List every line of the material below that contains the string "handle", copying each such line in full.

EXERCISE INPUTS:
-*-*-

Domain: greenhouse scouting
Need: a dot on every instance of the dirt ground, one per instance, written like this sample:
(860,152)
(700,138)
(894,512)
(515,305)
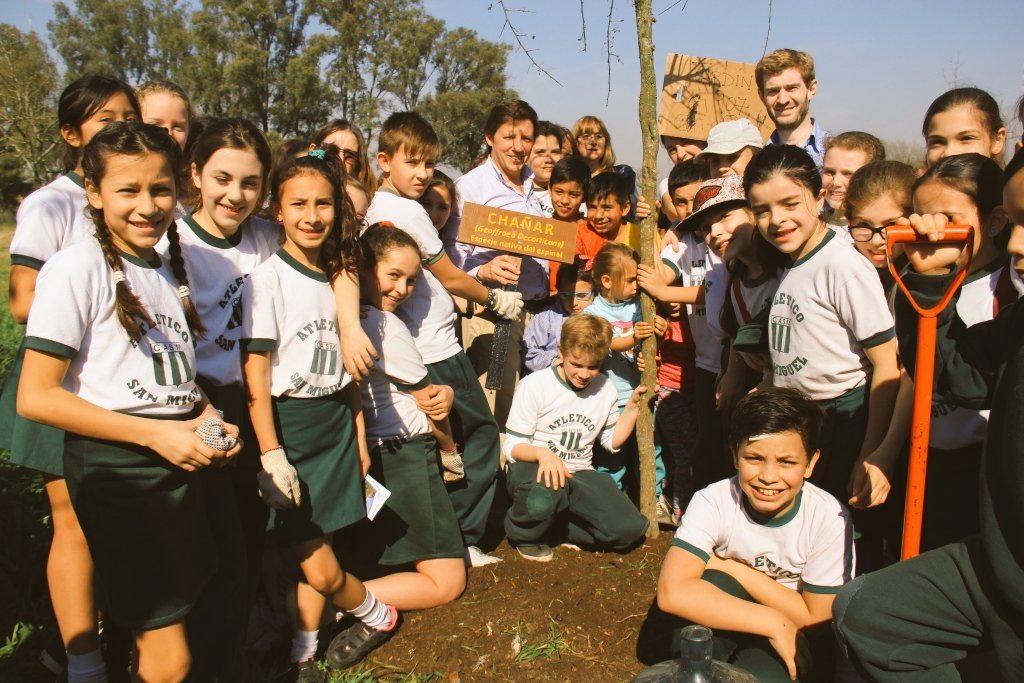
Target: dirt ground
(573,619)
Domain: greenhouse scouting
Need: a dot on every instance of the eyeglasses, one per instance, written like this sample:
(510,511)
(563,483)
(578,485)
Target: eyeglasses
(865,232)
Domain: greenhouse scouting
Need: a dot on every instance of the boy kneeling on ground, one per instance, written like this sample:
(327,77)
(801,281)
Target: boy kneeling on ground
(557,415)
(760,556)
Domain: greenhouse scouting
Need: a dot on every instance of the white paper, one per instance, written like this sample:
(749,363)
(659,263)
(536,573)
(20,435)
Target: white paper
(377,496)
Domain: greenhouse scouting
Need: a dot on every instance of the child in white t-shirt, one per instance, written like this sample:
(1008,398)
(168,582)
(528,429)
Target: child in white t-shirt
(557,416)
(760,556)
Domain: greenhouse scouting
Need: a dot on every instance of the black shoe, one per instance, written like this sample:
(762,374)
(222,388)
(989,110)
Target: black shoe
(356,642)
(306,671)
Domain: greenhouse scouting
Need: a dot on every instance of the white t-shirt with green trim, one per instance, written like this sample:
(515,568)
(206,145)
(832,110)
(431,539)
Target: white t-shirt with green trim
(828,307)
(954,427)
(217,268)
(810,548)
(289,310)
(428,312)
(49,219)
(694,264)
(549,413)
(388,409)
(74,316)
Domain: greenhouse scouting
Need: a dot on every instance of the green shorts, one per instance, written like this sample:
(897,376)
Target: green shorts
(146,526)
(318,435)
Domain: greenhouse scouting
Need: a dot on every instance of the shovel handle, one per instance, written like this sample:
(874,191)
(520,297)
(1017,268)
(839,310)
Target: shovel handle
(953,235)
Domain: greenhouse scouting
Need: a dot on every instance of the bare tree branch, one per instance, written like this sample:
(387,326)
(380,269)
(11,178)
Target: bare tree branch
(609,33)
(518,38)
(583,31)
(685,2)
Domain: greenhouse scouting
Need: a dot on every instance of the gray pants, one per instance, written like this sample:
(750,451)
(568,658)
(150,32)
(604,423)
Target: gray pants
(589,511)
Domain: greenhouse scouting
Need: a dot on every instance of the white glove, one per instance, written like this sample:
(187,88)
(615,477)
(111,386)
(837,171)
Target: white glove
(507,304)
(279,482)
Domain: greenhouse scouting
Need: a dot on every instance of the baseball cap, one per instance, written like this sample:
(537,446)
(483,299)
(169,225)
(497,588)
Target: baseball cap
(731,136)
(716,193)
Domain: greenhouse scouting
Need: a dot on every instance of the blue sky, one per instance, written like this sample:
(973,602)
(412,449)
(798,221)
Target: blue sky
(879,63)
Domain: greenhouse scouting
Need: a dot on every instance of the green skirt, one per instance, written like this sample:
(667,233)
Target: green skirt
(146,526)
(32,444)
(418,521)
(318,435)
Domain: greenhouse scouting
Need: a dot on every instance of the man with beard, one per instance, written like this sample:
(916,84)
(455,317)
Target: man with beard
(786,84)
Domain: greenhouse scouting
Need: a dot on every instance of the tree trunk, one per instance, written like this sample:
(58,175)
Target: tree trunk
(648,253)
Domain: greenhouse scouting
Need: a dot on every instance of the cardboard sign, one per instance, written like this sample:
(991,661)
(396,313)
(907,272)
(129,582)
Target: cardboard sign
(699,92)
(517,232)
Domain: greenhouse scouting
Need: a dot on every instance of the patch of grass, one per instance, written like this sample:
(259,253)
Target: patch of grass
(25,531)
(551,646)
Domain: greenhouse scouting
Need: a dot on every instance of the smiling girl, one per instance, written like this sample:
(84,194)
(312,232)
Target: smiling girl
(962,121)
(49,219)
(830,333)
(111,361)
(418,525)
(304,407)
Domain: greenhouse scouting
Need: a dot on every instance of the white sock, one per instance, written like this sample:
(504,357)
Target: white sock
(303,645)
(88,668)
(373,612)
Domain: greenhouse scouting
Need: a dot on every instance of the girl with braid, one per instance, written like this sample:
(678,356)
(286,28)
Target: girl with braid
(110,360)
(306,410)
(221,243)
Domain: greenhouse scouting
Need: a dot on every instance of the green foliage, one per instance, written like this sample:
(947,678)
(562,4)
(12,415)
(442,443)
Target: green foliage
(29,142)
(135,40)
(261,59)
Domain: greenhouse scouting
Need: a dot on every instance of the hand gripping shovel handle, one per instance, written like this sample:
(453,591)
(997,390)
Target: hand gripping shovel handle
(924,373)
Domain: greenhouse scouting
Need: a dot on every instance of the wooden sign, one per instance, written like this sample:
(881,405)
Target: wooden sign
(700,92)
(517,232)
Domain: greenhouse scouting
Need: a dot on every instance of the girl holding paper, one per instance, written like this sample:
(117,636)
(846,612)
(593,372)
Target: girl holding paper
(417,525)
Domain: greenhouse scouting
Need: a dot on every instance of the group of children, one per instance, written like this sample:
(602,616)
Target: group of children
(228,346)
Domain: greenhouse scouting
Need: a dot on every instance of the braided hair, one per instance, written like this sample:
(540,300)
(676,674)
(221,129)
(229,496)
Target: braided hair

-*-*-

ANSWER FOR THIS EXERCISE:
Need: a dot on every instance of the shovel handle, one per instance, written like this sample:
Target: shovel handle
Need: a dot on every instance of the hand gripping shovel handle, one per instance, written like this sample:
Target: hand gripping shovel handle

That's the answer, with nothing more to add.